*THE EXERCISE:* Lay out the records below as a numbered list, from their first line up to and including the line with "[204,64,219,72]". Skip blank lines and leave out the pictures.

*DATASET RECORDS:*
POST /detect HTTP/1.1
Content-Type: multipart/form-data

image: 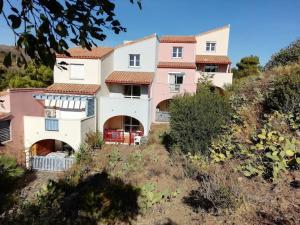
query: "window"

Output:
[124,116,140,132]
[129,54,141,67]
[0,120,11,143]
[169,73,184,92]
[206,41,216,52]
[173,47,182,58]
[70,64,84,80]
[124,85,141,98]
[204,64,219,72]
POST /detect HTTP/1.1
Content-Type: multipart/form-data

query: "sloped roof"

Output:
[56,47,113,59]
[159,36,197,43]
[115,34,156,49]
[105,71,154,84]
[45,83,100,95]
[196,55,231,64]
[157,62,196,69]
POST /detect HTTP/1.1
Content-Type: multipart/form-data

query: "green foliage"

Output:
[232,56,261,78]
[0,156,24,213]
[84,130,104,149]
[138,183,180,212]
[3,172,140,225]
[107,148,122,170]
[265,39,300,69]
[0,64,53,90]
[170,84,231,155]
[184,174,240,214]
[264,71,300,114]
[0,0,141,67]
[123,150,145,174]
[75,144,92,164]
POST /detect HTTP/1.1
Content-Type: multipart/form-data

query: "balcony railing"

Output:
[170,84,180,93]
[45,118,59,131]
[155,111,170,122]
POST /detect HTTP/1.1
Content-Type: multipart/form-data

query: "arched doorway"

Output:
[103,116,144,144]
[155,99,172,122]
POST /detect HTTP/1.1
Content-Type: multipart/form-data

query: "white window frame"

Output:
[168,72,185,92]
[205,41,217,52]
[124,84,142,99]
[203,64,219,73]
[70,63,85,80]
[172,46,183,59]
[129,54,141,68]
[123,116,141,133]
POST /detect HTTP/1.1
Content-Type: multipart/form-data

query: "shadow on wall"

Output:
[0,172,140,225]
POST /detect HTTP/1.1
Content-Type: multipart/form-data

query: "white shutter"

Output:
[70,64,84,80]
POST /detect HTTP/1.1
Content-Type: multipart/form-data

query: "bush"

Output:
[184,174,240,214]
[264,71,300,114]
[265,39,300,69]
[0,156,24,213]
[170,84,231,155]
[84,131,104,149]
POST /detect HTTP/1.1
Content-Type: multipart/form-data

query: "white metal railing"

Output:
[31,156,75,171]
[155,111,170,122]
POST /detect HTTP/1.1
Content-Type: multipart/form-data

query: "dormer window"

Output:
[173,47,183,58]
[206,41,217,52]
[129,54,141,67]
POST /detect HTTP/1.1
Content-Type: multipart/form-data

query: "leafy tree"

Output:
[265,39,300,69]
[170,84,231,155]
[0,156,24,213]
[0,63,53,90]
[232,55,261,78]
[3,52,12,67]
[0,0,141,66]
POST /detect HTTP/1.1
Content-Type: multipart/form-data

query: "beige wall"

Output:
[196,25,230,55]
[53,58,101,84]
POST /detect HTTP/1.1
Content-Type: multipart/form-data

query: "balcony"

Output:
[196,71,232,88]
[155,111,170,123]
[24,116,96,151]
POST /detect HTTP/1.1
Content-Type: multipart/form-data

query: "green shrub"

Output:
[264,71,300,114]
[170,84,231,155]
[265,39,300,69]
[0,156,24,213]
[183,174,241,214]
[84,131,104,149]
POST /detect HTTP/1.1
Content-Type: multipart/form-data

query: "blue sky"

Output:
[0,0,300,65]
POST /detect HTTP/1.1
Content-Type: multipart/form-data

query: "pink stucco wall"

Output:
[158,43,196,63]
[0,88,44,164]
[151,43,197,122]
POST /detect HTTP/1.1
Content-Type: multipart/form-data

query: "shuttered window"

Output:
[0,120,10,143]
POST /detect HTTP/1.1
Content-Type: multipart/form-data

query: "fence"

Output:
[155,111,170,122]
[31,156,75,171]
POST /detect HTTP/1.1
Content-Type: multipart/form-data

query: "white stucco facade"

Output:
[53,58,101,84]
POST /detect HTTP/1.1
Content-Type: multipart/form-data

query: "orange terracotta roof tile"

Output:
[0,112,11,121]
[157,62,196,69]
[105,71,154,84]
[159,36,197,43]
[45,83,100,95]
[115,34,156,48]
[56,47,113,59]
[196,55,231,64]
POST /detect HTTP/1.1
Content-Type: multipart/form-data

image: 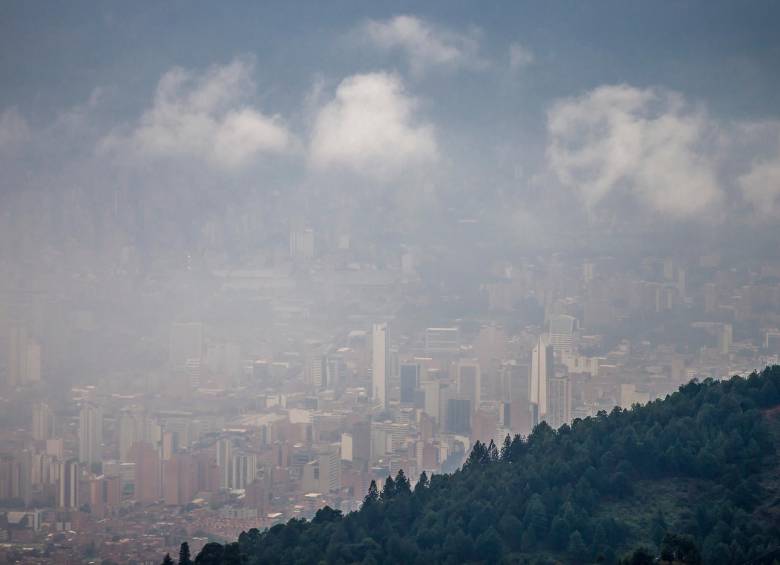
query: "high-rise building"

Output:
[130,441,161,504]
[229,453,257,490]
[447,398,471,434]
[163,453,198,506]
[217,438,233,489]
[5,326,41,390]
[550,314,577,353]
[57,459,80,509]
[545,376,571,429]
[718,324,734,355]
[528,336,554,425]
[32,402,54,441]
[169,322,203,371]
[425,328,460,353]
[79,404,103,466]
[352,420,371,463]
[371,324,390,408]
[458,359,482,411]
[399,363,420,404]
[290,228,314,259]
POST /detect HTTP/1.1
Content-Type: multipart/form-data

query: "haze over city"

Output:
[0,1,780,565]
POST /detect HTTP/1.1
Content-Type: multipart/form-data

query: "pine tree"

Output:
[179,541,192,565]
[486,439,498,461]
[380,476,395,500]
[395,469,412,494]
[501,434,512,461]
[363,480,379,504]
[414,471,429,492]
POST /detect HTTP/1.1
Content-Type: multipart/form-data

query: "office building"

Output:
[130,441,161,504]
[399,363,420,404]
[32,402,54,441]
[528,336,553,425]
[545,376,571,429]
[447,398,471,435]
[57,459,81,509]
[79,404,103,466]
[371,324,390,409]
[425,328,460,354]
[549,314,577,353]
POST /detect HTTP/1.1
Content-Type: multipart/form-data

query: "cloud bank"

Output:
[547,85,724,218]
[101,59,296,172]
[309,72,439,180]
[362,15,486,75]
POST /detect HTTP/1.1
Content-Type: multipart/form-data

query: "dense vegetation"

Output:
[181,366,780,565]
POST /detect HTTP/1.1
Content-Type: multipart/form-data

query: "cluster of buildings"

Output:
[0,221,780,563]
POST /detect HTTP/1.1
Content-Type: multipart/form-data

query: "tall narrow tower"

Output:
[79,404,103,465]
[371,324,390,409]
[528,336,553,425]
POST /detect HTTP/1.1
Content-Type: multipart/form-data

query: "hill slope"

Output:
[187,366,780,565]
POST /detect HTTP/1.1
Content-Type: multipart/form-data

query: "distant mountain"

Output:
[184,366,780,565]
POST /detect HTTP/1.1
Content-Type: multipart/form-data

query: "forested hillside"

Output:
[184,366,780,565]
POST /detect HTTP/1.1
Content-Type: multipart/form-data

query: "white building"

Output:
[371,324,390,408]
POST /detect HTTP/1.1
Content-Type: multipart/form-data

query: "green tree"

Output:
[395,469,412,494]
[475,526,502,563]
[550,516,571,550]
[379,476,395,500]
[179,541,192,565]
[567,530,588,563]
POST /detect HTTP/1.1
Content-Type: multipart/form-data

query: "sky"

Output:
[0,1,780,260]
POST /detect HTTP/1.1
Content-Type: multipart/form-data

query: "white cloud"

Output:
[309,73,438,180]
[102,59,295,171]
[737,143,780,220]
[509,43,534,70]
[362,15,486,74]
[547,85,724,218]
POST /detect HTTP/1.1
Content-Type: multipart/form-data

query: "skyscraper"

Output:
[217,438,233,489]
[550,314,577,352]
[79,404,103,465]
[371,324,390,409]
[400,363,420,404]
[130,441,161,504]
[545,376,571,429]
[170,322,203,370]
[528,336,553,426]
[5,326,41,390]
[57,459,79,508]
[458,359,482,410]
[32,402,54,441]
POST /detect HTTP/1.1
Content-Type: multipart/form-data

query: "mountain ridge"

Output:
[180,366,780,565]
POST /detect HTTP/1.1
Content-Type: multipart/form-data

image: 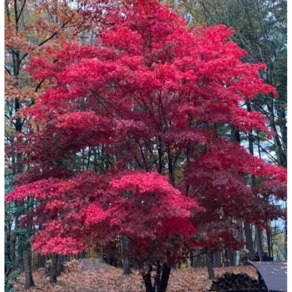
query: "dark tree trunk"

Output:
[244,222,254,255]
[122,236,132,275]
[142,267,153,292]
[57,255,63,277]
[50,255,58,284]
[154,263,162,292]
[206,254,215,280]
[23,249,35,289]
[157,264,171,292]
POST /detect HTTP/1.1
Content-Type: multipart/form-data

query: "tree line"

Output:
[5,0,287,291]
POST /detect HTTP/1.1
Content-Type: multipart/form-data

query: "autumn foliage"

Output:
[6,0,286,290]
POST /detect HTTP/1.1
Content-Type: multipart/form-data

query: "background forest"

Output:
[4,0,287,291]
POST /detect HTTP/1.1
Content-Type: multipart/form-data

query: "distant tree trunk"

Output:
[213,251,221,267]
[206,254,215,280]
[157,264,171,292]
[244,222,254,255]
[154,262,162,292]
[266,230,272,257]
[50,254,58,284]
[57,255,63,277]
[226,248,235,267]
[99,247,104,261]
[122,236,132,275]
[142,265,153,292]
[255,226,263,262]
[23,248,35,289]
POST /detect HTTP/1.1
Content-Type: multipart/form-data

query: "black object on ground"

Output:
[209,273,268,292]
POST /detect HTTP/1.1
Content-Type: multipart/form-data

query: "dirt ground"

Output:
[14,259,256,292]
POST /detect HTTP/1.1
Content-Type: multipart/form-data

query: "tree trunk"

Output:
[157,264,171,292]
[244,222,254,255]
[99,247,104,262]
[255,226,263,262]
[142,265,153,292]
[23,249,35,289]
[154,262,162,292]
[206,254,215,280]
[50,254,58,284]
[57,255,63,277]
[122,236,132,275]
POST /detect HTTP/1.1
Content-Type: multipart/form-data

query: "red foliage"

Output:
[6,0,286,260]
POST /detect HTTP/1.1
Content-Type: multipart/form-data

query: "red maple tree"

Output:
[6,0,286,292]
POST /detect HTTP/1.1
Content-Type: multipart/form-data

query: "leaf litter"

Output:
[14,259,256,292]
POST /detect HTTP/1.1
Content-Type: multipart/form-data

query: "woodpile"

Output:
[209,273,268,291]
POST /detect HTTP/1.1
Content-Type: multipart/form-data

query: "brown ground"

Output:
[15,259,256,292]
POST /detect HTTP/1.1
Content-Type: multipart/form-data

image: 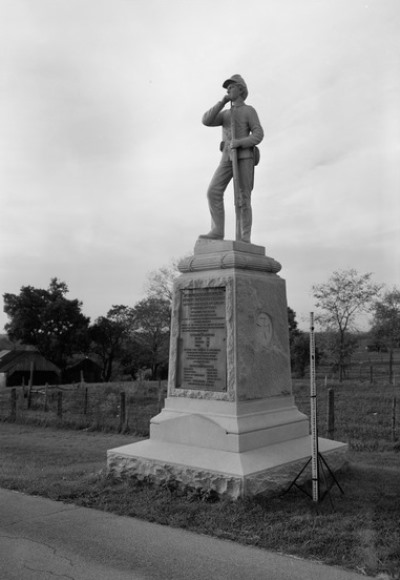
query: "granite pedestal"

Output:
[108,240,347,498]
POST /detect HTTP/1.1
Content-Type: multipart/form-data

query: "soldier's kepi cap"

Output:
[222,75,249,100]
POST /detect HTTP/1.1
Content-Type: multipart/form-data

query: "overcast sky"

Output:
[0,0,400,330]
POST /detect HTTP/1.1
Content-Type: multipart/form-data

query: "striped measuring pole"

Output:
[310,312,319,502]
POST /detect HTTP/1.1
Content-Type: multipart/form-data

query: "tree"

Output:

*TASK SOLUTION:*
1. POST /detect HTTP/1.1
2. Content-Type: multipart/form-data
3. image: 
4. query: "window"
5. Output:
6. [124,116,140,132]
7. [129,54,141,67]
8. [0,120,11,143]
9. [169,73,184,92]
10. [206,41,216,52]
11. [173,47,182,58]
12. [70,64,84,80]
13. [124,85,141,98]
14. [204,64,219,72]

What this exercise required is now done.